begin Record list
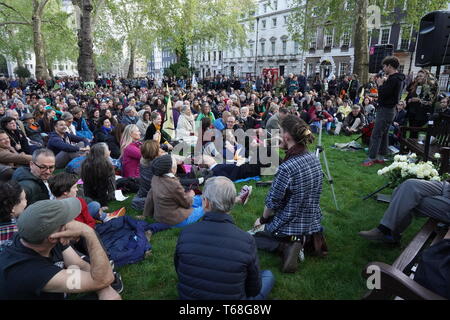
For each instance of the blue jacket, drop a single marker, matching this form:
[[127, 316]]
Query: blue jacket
[[124, 239], [82, 129], [216, 260], [57, 144]]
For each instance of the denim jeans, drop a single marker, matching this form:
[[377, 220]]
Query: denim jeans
[[267, 282], [94, 209]]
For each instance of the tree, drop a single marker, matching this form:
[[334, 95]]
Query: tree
[[130, 19], [339, 15], [182, 23], [41, 26]]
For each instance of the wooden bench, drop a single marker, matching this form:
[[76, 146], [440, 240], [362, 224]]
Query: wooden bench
[[440, 131], [397, 279]]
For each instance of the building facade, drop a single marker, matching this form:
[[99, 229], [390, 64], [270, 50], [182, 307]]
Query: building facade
[[270, 46]]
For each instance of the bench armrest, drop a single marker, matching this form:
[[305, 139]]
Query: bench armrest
[[396, 283]]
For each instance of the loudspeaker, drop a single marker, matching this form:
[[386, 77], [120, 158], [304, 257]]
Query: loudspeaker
[[377, 54], [433, 45]]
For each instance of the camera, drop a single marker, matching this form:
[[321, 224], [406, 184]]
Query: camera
[[319, 115]]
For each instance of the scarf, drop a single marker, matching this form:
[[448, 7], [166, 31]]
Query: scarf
[[294, 151]]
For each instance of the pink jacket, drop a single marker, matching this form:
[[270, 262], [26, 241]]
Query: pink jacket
[[130, 160]]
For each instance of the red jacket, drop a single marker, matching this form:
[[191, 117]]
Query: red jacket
[[85, 217]]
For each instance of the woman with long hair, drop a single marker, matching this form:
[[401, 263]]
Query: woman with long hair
[[97, 173], [149, 150], [13, 201], [93, 119], [18, 139], [143, 122], [130, 150], [155, 131]]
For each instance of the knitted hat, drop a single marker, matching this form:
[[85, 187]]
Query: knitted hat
[[162, 165]]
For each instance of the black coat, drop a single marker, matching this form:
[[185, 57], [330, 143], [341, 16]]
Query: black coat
[[215, 260]]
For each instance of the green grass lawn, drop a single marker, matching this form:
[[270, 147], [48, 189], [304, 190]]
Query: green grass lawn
[[338, 276]]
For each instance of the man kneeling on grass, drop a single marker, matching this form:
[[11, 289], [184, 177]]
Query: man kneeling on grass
[[40, 263]]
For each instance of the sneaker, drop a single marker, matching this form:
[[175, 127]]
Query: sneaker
[[376, 235], [245, 193], [118, 213], [117, 284], [368, 163], [291, 255]]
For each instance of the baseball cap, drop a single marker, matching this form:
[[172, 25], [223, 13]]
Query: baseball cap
[[45, 217]]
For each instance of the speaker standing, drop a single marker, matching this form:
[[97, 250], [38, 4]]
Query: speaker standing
[[390, 88]]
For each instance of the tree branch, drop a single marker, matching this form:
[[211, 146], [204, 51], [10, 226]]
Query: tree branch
[[15, 10], [14, 22]]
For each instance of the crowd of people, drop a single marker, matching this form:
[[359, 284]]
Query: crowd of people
[[133, 128]]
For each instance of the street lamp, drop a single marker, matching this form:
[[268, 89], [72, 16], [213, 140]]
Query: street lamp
[[256, 44]]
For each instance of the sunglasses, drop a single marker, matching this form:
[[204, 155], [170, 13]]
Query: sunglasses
[[44, 168]]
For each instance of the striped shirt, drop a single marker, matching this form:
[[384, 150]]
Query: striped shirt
[[295, 197]]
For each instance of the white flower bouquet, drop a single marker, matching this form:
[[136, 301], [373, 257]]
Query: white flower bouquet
[[407, 167]]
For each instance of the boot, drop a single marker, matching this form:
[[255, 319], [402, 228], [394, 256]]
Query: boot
[[290, 253]]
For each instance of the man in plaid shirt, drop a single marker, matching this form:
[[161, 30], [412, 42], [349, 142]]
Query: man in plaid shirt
[[292, 206]]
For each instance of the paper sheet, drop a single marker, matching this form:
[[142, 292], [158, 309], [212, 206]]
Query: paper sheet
[[119, 195]]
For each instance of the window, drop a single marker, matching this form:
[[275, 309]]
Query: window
[[296, 47], [343, 67], [329, 39], [385, 34], [405, 38], [310, 68]]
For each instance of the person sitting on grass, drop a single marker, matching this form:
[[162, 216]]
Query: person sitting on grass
[[414, 196], [354, 122], [97, 173], [214, 259], [35, 264], [167, 201], [13, 201], [65, 185]]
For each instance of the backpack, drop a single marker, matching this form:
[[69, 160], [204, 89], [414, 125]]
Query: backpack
[[128, 185]]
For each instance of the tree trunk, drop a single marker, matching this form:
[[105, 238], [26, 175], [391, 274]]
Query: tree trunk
[[131, 66], [361, 64], [41, 65], [86, 65]]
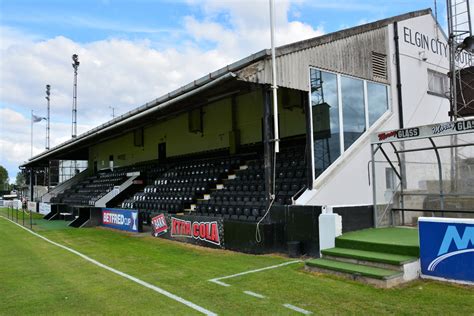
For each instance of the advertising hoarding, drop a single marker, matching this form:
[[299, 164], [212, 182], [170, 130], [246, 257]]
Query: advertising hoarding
[[447, 248], [120, 219]]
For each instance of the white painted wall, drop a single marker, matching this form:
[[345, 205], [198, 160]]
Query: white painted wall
[[346, 181]]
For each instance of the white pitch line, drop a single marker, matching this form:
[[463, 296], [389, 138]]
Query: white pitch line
[[254, 294], [217, 280], [297, 309], [122, 274]]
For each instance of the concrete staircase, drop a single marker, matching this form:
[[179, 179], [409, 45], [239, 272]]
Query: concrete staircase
[[374, 256]]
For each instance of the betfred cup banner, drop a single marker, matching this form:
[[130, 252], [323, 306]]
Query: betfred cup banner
[[159, 225], [447, 248], [120, 219]]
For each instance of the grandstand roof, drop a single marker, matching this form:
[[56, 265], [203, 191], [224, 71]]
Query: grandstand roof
[[223, 81]]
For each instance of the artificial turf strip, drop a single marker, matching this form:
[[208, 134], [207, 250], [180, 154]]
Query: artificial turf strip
[[403, 241], [372, 256], [376, 273]]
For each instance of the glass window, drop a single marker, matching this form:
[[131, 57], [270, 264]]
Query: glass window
[[326, 128], [437, 83], [353, 109], [377, 98]]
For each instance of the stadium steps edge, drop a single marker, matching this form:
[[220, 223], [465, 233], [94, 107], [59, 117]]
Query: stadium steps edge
[[382, 263]]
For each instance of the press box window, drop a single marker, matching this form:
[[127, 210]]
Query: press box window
[[437, 83]]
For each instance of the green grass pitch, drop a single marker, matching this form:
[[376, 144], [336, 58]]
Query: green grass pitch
[[39, 278]]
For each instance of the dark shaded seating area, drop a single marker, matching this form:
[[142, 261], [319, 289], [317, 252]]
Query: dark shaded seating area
[[231, 187], [88, 191]]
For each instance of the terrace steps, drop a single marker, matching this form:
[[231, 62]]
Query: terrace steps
[[383, 261]]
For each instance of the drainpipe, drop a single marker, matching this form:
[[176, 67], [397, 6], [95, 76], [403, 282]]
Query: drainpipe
[[399, 76]]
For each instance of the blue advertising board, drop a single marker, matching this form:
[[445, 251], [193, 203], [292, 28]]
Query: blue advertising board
[[447, 248], [120, 219]]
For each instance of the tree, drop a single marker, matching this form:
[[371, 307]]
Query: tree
[[4, 181]]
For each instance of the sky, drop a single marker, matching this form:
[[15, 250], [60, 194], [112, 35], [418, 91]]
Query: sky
[[132, 52]]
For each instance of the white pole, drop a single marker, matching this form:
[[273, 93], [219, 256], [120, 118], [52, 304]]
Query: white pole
[[274, 81], [31, 149]]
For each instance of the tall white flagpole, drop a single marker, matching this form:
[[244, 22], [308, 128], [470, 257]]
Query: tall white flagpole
[[31, 150], [274, 81]]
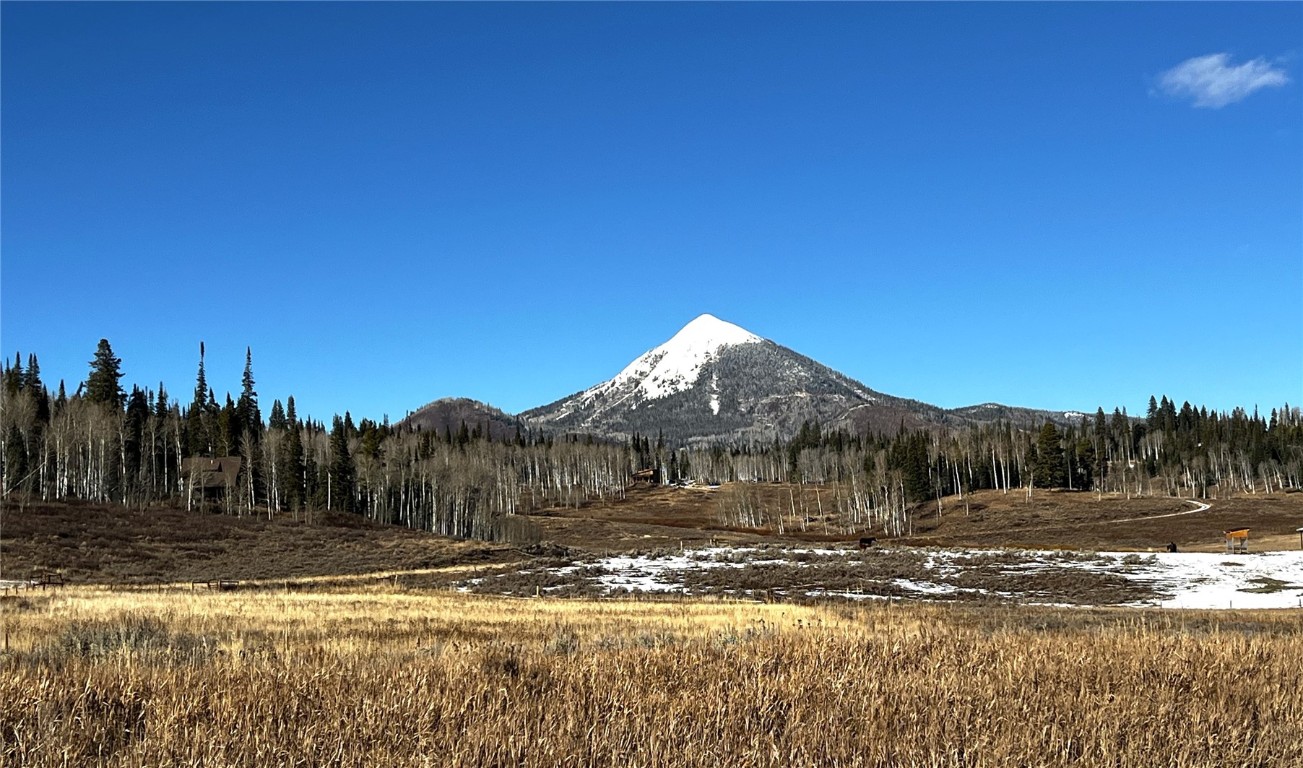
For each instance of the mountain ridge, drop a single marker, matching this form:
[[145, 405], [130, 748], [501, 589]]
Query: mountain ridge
[[717, 382]]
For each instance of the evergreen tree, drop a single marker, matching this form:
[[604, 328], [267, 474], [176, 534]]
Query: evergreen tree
[[198, 428], [278, 416], [104, 384], [248, 416], [342, 470], [1049, 468]]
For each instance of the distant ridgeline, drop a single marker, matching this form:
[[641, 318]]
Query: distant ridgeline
[[102, 443]]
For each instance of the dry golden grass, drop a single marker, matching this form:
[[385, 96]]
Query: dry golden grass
[[379, 677]]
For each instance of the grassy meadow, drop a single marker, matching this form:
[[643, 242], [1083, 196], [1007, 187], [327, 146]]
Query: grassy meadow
[[378, 676]]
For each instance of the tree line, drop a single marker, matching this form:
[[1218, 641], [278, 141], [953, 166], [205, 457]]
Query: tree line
[[106, 445]]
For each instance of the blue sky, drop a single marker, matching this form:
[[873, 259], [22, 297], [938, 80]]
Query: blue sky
[[1045, 205]]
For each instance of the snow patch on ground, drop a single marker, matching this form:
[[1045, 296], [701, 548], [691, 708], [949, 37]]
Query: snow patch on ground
[[1187, 580], [1200, 579]]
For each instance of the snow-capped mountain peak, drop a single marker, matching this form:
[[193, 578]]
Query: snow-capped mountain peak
[[675, 365]]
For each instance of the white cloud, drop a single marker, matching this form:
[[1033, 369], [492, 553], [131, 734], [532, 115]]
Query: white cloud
[[1211, 81]]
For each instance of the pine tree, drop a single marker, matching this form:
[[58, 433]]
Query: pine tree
[[198, 429], [1049, 468], [343, 473], [104, 384], [246, 410]]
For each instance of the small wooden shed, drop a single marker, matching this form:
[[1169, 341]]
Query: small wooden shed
[[210, 477]]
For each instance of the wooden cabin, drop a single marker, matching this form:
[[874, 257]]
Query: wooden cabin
[[207, 479], [646, 477], [1237, 541]]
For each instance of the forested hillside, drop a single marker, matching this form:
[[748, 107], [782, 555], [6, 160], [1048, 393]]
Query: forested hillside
[[103, 443]]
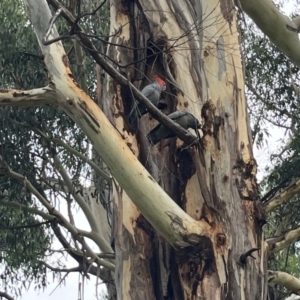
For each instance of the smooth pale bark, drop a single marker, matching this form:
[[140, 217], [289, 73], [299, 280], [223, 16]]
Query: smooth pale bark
[[216, 184], [281, 30], [35, 97], [171, 221]]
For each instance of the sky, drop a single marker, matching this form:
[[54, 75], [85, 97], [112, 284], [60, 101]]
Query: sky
[[69, 289]]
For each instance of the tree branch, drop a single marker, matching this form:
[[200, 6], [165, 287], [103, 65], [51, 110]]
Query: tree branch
[[30, 209], [34, 97], [280, 242], [282, 31], [183, 134], [284, 197], [5, 295], [96, 234], [153, 202], [286, 280]]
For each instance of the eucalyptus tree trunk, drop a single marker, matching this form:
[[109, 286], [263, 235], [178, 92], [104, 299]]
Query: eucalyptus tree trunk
[[195, 47]]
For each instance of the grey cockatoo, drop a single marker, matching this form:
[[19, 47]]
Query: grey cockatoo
[[152, 91], [181, 117]]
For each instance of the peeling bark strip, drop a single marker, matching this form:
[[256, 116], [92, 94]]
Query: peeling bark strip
[[204, 76], [201, 213]]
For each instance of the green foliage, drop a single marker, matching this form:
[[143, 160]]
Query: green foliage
[[273, 99], [22, 67]]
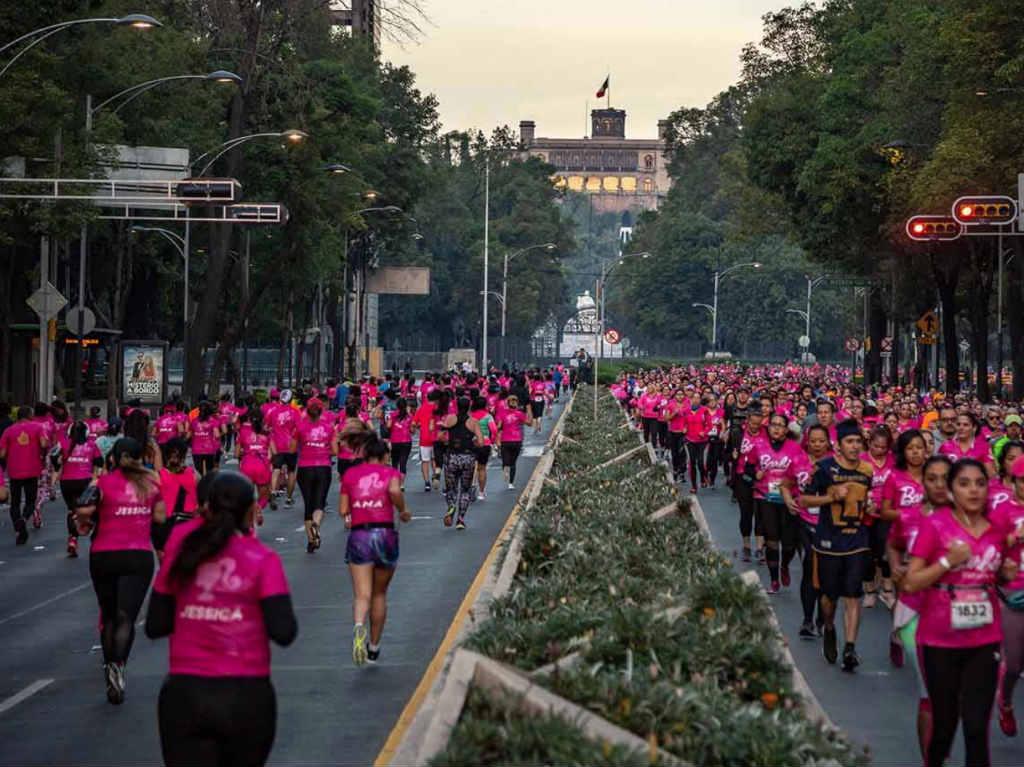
end Record list
§ Aim of the exercise:
Write out the lines above exactly, from the start of the records through the line containing "[[85, 217]]", with both ends included. Omit the pictures from your answer.

§ Final answer:
For each instance of the blue jacket, drop a single marker, matching this form:
[[127, 316]]
Query: blue jacket
[[124, 239], [82, 129], [216, 260], [57, 144]]
For each instance of the denim jeans, drop a single marker, matching this form:
[[377, 220]]
Query: denim jeans
[[267, 282], [94, 209]]
For each instance of the tree, drop a single marker, matching this form:
[[334, 95]]
Query: tree
[[130, 19], [339, 15], [182, 23], [41, 26]]
For each instance of the wooden bench, drop a single marker, matching this form:
[[76, 146], [440, 240], [362, 224]]
Query: wooden bench
[[440, 131], [397, 279]]
For each instance of the building facade, drop a single marker, matching this form:
[[99, 229], [390, 64], [270, 50], [182, 307]]
Query: building facade
[[270, 46]]
For each instance of the bench armrest, drop a single marker, matching this form:
[[305, 139]]
Query: bench armrest
[[396, 283]]
For each instance of the loudspeaker, drop a single marker, matching this form:
[[386, 77], [120, 158], [304, 257]]
Query: loudspeaker
[[377, 54], [433, 45]]
For each instance of the camera, drop a single marker, matching this form:
[[321, 224], [406, 184]]
Query: camera
[[319, 115]]
For each instance of the scarf, drop a single marker, matching this form:
[[448, 7], [166, 31]]
Query: scarf
[[294, 151]]
For each instance of the pink jacket, drop a single marker, matching this form:
[[270, 262], [26, 241]]
Query: pink jacket
[[130, 160]]
For each instance of the red jacket, drop a single marker, matching this form:
[[191, 117]]
Query: red jacket
[[85, 217]]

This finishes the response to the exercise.